Prompt:
Lay out the lines from the start of the material up to and including the line with "positive clicks: (328, 268)" as a numbered list, leaving out any blank lines.

Data to examine:
Segment Open
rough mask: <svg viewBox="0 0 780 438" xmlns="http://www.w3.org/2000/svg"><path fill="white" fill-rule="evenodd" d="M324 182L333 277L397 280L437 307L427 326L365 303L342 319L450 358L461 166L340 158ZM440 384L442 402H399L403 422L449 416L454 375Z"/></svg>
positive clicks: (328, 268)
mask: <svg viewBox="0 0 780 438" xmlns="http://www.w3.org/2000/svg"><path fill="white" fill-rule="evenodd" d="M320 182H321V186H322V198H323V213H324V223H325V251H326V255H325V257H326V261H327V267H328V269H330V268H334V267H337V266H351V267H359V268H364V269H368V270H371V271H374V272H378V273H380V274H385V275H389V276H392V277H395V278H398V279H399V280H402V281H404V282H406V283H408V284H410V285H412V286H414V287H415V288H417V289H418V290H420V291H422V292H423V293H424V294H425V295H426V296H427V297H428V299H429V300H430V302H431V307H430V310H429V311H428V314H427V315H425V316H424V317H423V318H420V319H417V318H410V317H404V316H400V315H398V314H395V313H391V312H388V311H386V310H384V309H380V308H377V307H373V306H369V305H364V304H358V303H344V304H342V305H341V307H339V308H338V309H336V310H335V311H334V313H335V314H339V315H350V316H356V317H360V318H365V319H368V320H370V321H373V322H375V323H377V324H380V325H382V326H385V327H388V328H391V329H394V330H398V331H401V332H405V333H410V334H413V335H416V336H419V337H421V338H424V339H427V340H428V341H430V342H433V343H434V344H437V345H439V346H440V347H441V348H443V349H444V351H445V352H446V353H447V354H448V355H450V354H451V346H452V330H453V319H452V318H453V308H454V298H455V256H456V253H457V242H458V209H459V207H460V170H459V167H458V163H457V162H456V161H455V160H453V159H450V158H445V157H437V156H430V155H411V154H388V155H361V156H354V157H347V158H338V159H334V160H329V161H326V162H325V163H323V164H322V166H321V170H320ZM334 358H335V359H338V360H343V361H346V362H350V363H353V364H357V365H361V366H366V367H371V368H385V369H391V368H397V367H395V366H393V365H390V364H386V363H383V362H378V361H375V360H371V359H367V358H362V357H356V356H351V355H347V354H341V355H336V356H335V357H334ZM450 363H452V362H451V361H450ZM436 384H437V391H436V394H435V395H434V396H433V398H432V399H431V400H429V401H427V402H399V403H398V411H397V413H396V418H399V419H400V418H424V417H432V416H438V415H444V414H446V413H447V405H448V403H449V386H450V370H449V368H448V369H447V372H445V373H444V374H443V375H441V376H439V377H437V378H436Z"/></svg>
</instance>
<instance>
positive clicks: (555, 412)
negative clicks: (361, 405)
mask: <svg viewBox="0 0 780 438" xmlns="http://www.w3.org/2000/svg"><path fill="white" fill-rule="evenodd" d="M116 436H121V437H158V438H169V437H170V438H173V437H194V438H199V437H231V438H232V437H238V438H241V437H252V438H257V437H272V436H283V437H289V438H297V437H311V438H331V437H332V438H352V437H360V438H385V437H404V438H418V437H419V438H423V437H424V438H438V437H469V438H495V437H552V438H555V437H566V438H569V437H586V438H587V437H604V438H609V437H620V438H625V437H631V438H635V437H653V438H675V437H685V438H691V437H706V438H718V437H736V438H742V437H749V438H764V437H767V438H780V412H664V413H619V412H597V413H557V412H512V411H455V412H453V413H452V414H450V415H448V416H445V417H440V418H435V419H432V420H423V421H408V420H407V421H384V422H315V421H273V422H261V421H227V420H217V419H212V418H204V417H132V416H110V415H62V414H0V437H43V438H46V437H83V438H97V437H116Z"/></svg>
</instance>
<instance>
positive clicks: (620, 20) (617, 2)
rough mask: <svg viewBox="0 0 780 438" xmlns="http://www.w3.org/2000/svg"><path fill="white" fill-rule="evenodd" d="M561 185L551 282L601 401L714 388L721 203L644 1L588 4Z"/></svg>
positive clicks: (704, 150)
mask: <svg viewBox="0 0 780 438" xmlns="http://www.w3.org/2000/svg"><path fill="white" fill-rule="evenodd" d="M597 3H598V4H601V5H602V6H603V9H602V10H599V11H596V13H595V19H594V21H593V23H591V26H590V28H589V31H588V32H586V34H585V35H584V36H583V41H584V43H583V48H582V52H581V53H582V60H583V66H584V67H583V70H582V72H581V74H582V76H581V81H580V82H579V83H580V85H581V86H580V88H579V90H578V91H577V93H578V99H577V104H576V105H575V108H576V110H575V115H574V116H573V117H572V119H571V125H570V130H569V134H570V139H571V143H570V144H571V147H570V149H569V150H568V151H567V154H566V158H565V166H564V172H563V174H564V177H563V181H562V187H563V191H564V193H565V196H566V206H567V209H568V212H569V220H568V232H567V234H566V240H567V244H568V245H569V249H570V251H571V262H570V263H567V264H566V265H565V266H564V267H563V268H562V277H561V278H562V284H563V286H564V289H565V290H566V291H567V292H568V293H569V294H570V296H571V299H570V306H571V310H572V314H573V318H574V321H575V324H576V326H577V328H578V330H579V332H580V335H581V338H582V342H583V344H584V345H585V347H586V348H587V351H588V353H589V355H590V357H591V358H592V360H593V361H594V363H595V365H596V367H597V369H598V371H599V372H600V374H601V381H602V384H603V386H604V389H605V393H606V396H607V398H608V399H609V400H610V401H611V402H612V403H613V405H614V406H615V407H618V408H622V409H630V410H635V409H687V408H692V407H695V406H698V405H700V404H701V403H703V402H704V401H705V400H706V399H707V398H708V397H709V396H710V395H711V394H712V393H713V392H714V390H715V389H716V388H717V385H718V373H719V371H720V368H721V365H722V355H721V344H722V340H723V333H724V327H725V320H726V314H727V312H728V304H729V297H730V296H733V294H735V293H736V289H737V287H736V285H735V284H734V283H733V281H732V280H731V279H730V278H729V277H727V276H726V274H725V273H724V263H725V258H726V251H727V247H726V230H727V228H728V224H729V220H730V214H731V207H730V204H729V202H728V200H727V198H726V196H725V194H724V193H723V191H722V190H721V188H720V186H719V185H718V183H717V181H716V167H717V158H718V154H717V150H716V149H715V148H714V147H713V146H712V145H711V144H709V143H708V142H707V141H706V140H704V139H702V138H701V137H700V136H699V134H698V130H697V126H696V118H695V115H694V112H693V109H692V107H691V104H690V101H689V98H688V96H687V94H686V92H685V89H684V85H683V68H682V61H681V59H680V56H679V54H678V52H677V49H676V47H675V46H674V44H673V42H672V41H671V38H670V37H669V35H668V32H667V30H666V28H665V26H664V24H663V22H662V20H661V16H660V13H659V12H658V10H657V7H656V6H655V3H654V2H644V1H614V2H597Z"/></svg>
Segment Closed
Answer:
1. rough mask: <svg viewBox="0 0 780 438" xmlns="http://www.w3.org/2000/svg"><path fill="white" fill-rule="evenodd" d="M324 182L333 277L397 280L437 307L427 326L365 303L342 319L450 358L461 166L340 158ZM440 384L442 402H399L403 422L449 416L454 375Z"/></svg>
2. positive clicks: (328, 268)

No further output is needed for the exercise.